> [Available records]
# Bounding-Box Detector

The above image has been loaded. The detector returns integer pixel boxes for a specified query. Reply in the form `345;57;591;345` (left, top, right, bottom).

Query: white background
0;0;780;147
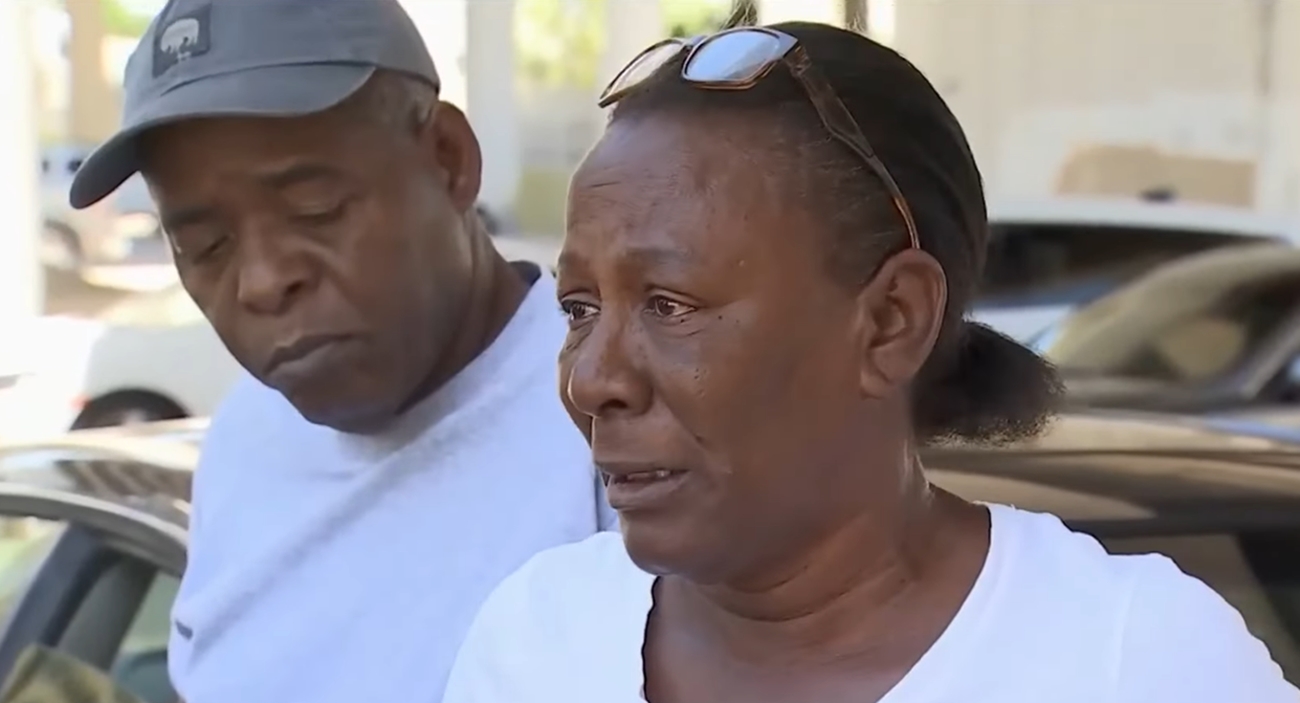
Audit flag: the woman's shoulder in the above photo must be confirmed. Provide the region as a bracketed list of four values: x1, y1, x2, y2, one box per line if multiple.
[445, 533, 654, 703]
[989, 505, 1296, 703]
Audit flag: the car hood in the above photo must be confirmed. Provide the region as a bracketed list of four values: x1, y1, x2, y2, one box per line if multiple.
[0, 316, 107, 374]
[1061, 370, 1223, 412]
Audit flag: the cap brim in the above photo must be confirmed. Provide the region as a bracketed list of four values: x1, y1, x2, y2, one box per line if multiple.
[68, 64, 374, 209]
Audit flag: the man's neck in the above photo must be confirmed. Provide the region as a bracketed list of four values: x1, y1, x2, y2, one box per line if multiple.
[402, 231, 529, 412]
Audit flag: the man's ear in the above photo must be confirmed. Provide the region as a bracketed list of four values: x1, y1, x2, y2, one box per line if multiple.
[419, 101, 484, 214]
[858, 249, 948, 398]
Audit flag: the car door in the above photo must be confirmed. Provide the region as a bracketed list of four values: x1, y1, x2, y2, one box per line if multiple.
[0, 482, 186, 703]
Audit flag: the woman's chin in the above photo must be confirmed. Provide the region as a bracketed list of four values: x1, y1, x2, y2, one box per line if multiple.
[621, 517, 718, 581]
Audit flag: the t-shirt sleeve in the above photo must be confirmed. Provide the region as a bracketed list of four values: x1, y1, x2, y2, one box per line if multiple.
[1115, 556, 1300, 703]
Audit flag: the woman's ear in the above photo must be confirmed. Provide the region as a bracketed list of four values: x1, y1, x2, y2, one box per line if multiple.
[858, 249, 948, 398]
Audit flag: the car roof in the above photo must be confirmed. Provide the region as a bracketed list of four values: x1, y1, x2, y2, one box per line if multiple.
[1092, 243, 1300, 296]
[988, 196, 1300, 242]
[0, 412, 1300, 533]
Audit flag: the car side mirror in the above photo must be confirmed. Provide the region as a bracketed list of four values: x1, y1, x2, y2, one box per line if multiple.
[1286, 356, 1300, 389]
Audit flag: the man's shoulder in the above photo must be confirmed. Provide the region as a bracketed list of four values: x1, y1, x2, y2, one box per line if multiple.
[481, 531, 644, 623]
[200, 373, 309, 465]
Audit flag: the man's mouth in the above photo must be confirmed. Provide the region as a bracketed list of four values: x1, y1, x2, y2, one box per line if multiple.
[602, 467, 690, 513]
[606, 469, 686, 483]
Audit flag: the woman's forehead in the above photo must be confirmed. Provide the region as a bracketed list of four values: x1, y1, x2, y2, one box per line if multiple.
[569, 114, 787, 224]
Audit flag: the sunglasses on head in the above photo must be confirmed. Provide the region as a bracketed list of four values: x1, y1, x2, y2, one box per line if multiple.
[599, 27, 920, 249]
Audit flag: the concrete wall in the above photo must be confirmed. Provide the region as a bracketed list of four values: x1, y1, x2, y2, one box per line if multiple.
[893, 0, 1300, 212]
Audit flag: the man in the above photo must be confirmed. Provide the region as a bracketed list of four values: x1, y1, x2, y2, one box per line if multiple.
[72, 0, 610, 703]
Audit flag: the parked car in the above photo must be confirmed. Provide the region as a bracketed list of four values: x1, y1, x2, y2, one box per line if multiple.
[1035, 244, 1300, 413]
[971, 198, 1300, 342]
[0, 415, 1300, 703]
[0, 235, 558, 439]
[40, 144, 161, 272]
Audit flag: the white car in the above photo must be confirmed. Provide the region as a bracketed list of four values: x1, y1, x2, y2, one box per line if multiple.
[40, 144, 161, 272]
[0, 236, 558, 439]
[970, 198, 1300, 342]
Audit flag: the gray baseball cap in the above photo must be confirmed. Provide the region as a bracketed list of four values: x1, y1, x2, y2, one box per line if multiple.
[69, 0, 439, 208]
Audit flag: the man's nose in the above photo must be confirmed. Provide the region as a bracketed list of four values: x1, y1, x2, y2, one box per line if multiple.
[564, 316, 654, 418]
[238, 230, 315, 314]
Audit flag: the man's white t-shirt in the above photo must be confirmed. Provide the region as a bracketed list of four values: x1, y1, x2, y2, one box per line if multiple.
[445, 505, 1300, 703]
[169, 268, 616, 703]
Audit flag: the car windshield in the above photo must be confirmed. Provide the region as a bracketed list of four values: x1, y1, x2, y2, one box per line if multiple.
[975, 221, 1265, 309]
[1040, 247, 1300, 383]
[99, 286, 203, 326]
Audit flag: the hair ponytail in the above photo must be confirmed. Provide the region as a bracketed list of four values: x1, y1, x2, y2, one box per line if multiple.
[913, 321, 1065, 444]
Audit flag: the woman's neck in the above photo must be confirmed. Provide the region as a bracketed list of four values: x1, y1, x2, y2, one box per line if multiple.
[666, 472, 987, 664]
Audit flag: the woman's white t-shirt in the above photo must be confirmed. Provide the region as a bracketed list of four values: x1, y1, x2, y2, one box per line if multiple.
[443, 505, 1300, 703]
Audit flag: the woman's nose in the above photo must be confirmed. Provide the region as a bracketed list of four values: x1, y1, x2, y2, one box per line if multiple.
[564, 317, 654, 418]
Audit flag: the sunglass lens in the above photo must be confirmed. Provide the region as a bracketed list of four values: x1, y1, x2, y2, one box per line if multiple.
[608, 43, 681, 94]
[683, 31, 780, 83]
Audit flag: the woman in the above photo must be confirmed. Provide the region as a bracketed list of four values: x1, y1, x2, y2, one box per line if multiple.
[446, 23, 1300, 703]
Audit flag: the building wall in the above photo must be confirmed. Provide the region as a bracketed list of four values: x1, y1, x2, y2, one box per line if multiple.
[893, 0, 1300, 212]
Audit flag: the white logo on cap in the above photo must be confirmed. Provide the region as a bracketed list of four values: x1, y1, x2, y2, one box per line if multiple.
[159, 17, 200, 61]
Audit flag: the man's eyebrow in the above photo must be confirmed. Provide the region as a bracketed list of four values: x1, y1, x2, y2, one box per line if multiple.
[159, 207, 217, 233]
[257, 164, 341, 190]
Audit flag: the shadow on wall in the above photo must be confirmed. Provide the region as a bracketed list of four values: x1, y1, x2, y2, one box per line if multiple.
[1057, 144, 1256, 208]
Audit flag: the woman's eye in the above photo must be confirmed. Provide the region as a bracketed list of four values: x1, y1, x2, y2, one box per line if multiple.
[560, 300, 597, 322]
[647, 295, 696, 317]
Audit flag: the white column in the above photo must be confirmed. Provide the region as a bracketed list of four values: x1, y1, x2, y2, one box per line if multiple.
[465, 0, 523, 220]
[67, 0, 118, 144]
[402, 0, 482, 109]
[755, 0, 844, 27]
[597, 0, 668, 90]
[592, 0, 673, 140]
[867, 0, 898, 47]
[0, 0, 44, 323]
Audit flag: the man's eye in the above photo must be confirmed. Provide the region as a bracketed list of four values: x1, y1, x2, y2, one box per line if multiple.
[172, 236, 230, 264]
[646, 295, 696, 317]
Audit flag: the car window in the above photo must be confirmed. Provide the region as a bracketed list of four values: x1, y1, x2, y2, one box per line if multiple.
[975, 222, 1266, 308]
[1043, 262, 1300, 383]
[0, 516, 65, 620]
[111, 573, 181, 703]
[1106, 533, 1300, 681]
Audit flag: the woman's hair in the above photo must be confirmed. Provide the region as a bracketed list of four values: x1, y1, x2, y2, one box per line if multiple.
[610, 22, 1062, 443]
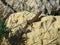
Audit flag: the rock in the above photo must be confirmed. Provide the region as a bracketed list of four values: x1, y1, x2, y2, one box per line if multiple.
[0, 0, 60, 15]
[26, 16, 60, 45]
[6, 11, 36, 34]
[0, 0, 14, 18]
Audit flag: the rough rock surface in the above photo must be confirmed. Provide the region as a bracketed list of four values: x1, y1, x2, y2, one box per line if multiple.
[6, 11, 36, 36]
[0, 0, 60, 18]
[26, 16, 60, 45]
[6, 11, 60, 45]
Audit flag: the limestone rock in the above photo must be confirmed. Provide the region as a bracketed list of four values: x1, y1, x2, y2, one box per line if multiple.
[6, 11, 36, 33]
[26, 16, 60, 45]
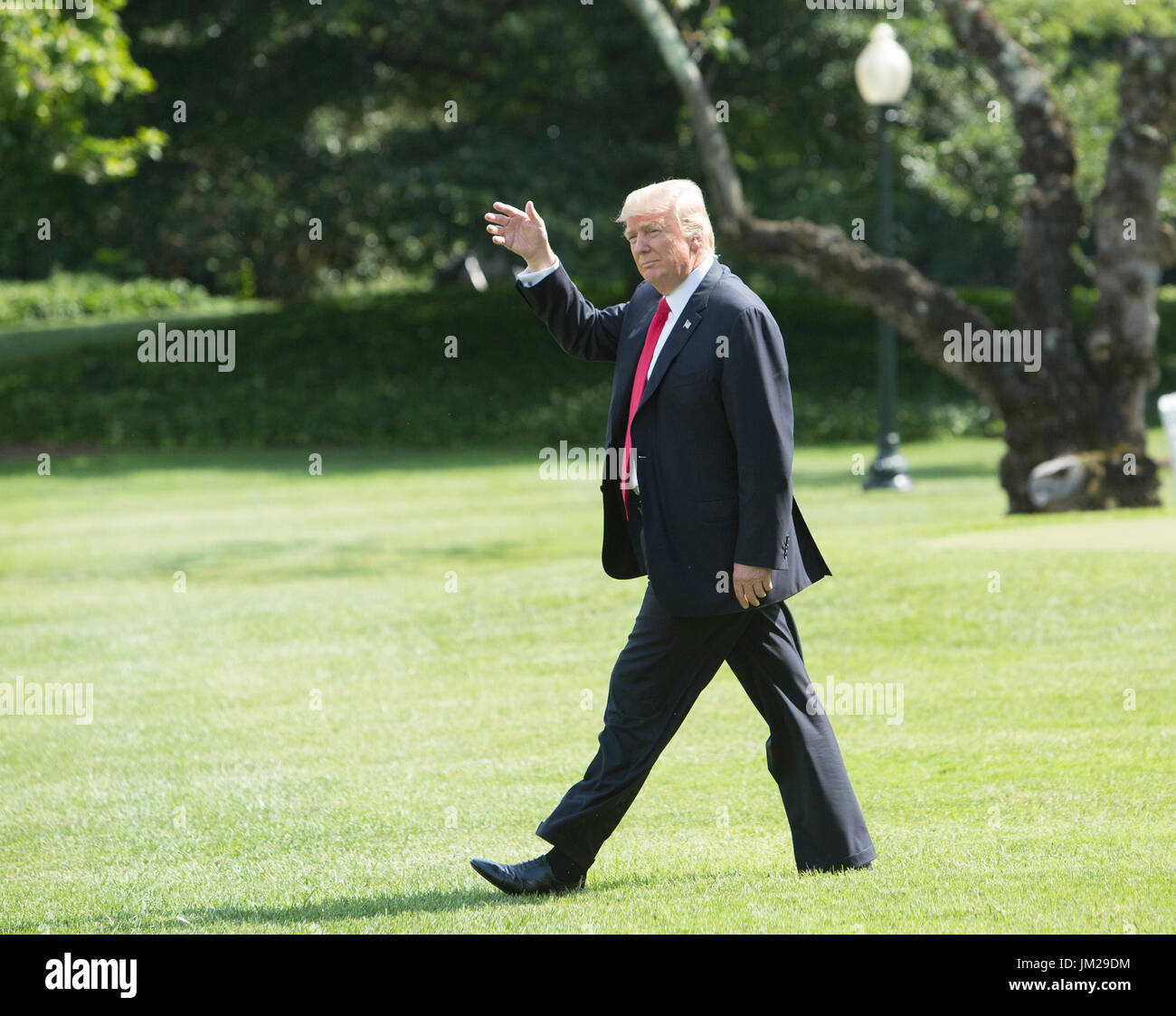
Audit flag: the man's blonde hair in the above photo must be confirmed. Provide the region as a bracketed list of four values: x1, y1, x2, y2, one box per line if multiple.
[615, 180, 715, 251]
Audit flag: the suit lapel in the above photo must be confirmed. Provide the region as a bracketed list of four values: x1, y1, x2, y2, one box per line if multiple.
[632, 258, 726, 413]
[609, 258, 730, 446]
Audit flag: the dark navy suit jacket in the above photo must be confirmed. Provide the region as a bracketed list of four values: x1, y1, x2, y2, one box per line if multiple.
[515, 260, 832, 617]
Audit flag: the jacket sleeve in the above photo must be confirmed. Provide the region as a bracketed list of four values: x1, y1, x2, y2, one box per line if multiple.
[515, 261, 630, 360]
[722, 306, 792, 569]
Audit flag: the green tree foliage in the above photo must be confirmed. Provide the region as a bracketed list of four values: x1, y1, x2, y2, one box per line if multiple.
[0, 0, 166, 274]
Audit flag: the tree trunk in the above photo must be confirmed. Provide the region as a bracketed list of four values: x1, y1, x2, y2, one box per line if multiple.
[626, 0, 1176, 511]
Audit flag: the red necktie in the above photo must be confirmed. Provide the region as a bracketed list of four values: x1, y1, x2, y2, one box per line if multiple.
[621, 297, 669, 518]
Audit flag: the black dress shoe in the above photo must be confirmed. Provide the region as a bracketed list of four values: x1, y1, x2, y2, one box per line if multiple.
[469, 856, 587, 895]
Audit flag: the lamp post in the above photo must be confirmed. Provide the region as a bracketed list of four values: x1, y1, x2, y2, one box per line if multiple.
[854, 24, 912, 490]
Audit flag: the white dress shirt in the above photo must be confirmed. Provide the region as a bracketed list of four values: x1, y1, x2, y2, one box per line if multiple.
[515, 252, 715, 488]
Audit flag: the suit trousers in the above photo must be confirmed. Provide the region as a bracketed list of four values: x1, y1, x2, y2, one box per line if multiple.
[536, 506, 877, 871]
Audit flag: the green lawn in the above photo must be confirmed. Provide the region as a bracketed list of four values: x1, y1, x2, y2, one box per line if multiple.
[0, 432, 1176, 934]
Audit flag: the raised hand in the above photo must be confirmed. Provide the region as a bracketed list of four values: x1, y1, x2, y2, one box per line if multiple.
[486, 201, 555, 271]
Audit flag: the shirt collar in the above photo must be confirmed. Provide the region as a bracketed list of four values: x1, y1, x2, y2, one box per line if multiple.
[666, 254, 715, 314]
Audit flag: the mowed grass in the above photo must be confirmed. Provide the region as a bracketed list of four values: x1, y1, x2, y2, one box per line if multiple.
[0, 432, 1176, 934]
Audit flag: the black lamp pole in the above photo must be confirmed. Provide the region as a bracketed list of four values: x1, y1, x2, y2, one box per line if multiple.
[866, 106, 912, 490]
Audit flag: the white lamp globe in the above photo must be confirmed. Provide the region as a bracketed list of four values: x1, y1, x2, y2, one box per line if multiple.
[854, 24, 910, 106]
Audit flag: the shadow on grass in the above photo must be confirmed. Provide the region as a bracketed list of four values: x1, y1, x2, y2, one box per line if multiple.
[792, 461, 1000, 494]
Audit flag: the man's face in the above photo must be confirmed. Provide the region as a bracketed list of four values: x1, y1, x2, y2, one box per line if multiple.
[624, 215, 702, 297]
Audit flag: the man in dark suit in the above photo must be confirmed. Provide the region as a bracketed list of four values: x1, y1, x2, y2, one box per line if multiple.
[470, 180, 877, 893]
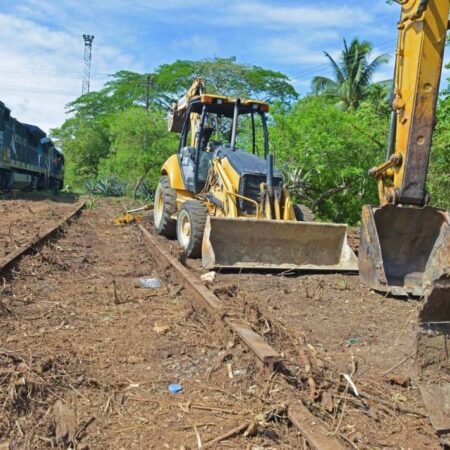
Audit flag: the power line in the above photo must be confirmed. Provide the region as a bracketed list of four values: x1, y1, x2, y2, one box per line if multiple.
[0, 84, 78, 96]
[290, 42, 394, 79]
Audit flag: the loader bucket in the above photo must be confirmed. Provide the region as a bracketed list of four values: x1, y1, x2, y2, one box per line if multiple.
[358, 205, 450, 296]
[202, 216, 358, 271]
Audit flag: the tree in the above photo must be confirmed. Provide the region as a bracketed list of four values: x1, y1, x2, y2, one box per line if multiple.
[52, 58, 297, 188]
[312, 38, 389, 109]
[99, 106, 177, 186]
[270, 96, 389, 224]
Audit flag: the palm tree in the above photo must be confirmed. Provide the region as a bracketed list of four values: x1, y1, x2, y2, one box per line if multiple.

> [Exercise prompt] Extract, character for character, the lines of the records between the line containing "Audit flag: the sunglasses" and the line containing "[72, 0, 610, 703]", both lines included.

> [Response below]
Audit flag: the sunglasses on head in the above photo must be confirmed. Provide the region as a bracketed list of four values: x1, y1, x2, y2, one box per line if multiple.
[599, 27, 920, 249]
Audit flag: the concrete wall in the above photo must be confirmed. Provide the region as a bracketed list of four values: x1, y1, x2, y2, one box per line if multiple.
[893, 0, 1300, 212]
Audit flag: the man in the above photo must be confirmed. Provide the region as a bracketed list of four values: x1, y1, x2, y2, one box per line if multiple.
[72, 0, 610, 703]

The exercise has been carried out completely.